=== Section Start ===

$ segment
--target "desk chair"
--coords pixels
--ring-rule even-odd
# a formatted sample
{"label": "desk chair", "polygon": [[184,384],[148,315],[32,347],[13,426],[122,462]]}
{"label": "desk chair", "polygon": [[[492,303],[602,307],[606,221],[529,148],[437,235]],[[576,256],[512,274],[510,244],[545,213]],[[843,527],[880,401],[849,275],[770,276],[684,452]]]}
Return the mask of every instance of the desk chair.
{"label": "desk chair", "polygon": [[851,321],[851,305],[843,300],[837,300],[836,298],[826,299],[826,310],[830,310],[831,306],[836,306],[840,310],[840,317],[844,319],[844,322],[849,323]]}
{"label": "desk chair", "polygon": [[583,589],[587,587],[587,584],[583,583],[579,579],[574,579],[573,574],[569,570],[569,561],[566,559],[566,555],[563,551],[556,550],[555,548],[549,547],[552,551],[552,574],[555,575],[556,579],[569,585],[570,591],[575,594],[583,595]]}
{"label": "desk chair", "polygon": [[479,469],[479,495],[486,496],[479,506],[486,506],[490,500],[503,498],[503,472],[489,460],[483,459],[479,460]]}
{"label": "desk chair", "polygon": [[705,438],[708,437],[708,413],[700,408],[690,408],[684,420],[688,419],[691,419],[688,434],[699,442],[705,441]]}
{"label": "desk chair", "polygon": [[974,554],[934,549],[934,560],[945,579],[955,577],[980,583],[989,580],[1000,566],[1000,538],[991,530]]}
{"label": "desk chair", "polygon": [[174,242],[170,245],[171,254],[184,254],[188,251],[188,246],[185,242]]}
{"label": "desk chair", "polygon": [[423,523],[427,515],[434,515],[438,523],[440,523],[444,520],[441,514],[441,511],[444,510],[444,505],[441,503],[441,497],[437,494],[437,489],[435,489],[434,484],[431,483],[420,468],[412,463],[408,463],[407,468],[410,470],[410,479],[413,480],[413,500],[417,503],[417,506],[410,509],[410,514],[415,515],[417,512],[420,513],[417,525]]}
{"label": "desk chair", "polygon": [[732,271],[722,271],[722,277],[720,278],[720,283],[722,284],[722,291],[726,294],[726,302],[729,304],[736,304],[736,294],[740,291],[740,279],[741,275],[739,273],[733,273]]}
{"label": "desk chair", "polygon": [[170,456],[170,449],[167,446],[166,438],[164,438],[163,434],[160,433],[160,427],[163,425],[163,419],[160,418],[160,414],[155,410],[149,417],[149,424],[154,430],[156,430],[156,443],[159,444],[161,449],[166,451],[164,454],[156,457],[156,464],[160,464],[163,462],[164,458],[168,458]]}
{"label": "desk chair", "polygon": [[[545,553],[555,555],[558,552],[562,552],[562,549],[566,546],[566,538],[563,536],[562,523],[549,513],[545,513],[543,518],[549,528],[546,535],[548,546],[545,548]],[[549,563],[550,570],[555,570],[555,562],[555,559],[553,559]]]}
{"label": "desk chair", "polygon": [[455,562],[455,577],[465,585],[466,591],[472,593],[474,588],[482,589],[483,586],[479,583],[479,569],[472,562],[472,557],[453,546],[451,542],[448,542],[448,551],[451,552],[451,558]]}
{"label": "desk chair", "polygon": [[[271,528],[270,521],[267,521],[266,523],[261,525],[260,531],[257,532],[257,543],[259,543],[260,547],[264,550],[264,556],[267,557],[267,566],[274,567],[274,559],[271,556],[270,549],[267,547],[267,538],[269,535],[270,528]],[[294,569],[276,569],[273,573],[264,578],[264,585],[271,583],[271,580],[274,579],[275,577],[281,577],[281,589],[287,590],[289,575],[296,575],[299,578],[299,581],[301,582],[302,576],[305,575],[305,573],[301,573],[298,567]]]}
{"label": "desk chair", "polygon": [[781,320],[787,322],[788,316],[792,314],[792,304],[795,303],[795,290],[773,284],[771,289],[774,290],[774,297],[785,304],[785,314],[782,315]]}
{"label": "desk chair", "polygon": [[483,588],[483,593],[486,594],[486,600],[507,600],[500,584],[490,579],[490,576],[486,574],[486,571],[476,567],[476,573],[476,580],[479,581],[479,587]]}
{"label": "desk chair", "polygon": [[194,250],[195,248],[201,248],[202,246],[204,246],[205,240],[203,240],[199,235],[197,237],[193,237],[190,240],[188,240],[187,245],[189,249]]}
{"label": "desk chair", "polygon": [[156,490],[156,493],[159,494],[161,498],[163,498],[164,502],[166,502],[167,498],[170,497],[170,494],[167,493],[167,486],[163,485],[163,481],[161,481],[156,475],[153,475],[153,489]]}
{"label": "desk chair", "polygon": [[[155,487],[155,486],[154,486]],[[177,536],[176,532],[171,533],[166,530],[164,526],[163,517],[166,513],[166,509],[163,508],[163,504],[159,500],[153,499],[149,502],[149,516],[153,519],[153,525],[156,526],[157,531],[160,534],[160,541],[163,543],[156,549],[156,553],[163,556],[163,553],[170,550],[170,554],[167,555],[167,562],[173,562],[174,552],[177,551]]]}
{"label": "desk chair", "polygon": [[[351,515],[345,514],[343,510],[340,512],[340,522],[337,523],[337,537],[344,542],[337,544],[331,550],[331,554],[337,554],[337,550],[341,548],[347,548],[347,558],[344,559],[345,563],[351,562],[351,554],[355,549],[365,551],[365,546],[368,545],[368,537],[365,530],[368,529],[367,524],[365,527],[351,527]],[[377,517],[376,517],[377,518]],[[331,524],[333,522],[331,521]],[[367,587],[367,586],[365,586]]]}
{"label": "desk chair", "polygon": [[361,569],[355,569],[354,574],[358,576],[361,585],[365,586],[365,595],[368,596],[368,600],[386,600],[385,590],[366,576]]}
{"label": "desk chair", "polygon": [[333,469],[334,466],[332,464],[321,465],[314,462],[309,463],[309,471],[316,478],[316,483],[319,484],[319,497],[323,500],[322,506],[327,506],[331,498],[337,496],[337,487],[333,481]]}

=== Section End ===

In this exercise, repeat all entries exactly.

$ segment
--target "desk chair"
--coords pixels
--ring-rule even-odd
# a formatted sample
{"label": "desk chair", "polygon": [[184,384],[148,315],[32,347],[13,426],[122,462]]}
{"label": "desk chair", "polygon": [[[492,303],[602,307],[606,221],[529,148],[437,235]],[[576,256],[512,274],[510,244],[545,213]],[[843,527],[880,401],[849,275],[770,276],[684,452]]]}
Return the mask of every instance of the desk chair.
{"label": "desk chair", "polygon": [[851,321],[851,305],[843,300],[837,300],[836,298],[826,299],[826,310],[830,310],[831,306],[836,306],[840,310],[840,317],[844,319],[844,322],[849,323]]}
{"label": "desk chair", "polygon": [[583,589],[587,587],[587,584],[583,583],[579,579],[574,579],[573,574],[569,570],[569,561],[566,559],[566,555],[563,551],[556,550],[555,548],[549,547],[552,551],[552,574],[555,575],[556,579],[569,585],[570,591],[575,594],[583,595]]}
{"label": "desk chair", "polygon": [[479,469],[479,495],[486,496],[479,506],[486,506],[490,500],[503,498],[503,472],[489,460],[483,459],[479,460]]}
{"label": "desk chair", "polygon": [[705,438],[708,437],[708,413],[700,408],[690,408],[684,420],[688,419],[691,419],[688,434],[699,442],[705,441]]}
{"label": "desk chair", "polygon": [[974,554],[934,549],[934,560],[945,579],[955,577],[980,583],[989,580],[1000,566],[1000,538],[991,530]]}
{"label": "desk chair", "polygon": [[174,242],[170,245],[171,254],[184,254],[188,251],[188,246],[185,242]]}
{"label": "desk chair", "polygon": [[423,523],[427,515],[434,515],[438,523],[440,523],[444,520],[441,514],[441,511],[444,510],[444,505],[441,503],[441,497],[437,494],[437,489],[435,489],[434,484],[431,483],[420,468],[412,463],[408,463],[407,468],[410,470],[410,479],[413,480],[413,500],[417,503],[417,506],[410,509],[410,514],[415,515],[417,512],[420,513],[417,525]]}
{"label": "desk chair", "polygon": [[732,271],[722,271],[722,277],[720,278],[720,283],[722,284],[722,291],[726,294],[726,302],[729,304],[736,304],[736,294],[740,291],[740,279],[741,275],[739,273],[733,273]]}
{"label": "desk chair", "polygon": [[170,456],[170,449],[167,446],[166,438],[164,438],[163,434],[160,433],[160,427],[163,425],[163,419],[160,418],[160,414],[155,410],[149,417],[149,424],[154,430],[156,430],[156,443],[159,444],[161,449],[166,451],[164,454],[156,457],[156,464],[160,464],[163,462],[164,458],[168,458]]}
{"label": "desk chair", "polygon": [[[545,553],[555,555],[558,552],[562,552],[562,549],[566,546],[566,538],[563,536],[562,523],[549,513],[545,513],[543,518],[549,528],[546,535],[548,546],[545,548]],[[549,563],[550,570],[555,570],[555,562],[555,559],[553,559]]]}
{"label": "desk chair", "polygon": [[455,562],[455,577],[465,585],[466,591],[472,593],[474,588],[482,589],[483,586],[479,583],[479,569],[472,562],[472,557],[453,546],[451,542],[448,542],[448,551],[451,552],[451,558]]}
{"label": "desk chair", "polygon": [[[271,528],[270,521],[267,521],[266,523],[261,525],[260,531],[257,532],[257,543],[259,543],[260,547],[264,550],[264,556],[267,557],[267,566],[274,567],[274,559],[271,556],[270,549],[267,547],[267,538],[269,535],[270,528]],[[294,569],[276,569],[273,573],[264,578],[264,585],[271,583],[271,580],[274,579],[275,577],[281,577],[281,589],[287,590],[289,575],[296,575],[299,578],[299,581],[301,582],[302,576],[305,575],[305,573],[301,573],[298,567]]]}
{"label": "desk chair", "polygon": [[781,320],[787,322],[788,316],[792,314],[792,304],[795,303],[795,290],[773,284],[771,289],[774,290],[774,297],[785,304],[785,314],[782,315]]}
{"label": "desk chair", "polygon": [[483,588],[483,593],[486,594],[486,600],[507,600],[500,584],[490,579],[490,576],[486,574],[486,571],[476,567],[476,573],[476,580],[479,581],[479,587]]}
{"label": "desk chair", "polygon": [[194,250],[195,248],[201,248],[202,246],[204,246],[205,240],[203,240],[199,235],[197,237],[193,237],[190,240],[188,240],[187,245],[189,249]]}
{"label": "desk chair", "polygon": [[156,490],[156,493],[159,494],[161,498],[163,498],[164,502],[166,502],[167,498],[170,497],[170,494],[167,493],[167,486],[163,485],[163,481],[161,481],[156,475],[153,475],[153,489]]}
{"label": "desk chair", "polygon": [[[155,487],[155,486],[154,486]],[[177,536],[176,532],[171,533],[166,530],[164,526],[163,517],[166,513],[166,509],[163,508],[163,504],[159,500],[153,499],[149,502],[149,516],[153,519],[153,525],[156,526],[157,531],[160,534],[160,541],[163,543],[156,549],[156,553],[163,556],[163,553],[170,550],[170,554],[167,555],[167,562],[173,562],[174,552],[177,551]]]}
{"label": "desk chair", "polygon": [[[351,515],[345,514],[343,510],[340,512],[340,522],[337,523],[337,537],[344,542],[337,544],[331,550],[331,554],[337,554],[337,550],[341,548],[347,548],[347,558],[344,559],[345,563],[351,562],[351,554],[355,549],[365,551],[365,546],[368,545],[368,537],[365,530],[368,529],[367,524],[365,527],[351,527]],[[377,517],[376,517],[377,518]],[[331,524],[333,522],[331,521]],[[367,587],[367,586],[365,586]]]}
{"label": "desk chair", "polygon": [[361,569],[355,569],[354,574],[358,576],[361,585],[365,586],[365,595],[368,596],[368,600],[386,600],[385,590],[366,576]]}
{"label": "desk chair", "polygon": [[333,469],[334,466],[332,464],[321,465],[314,462],[309,463],[309,471],[316,478],[316,483],[319,484],[319,497],[323,500],[322,506],[327,506],[331,498],[337,496],[337,487],[333,481]]}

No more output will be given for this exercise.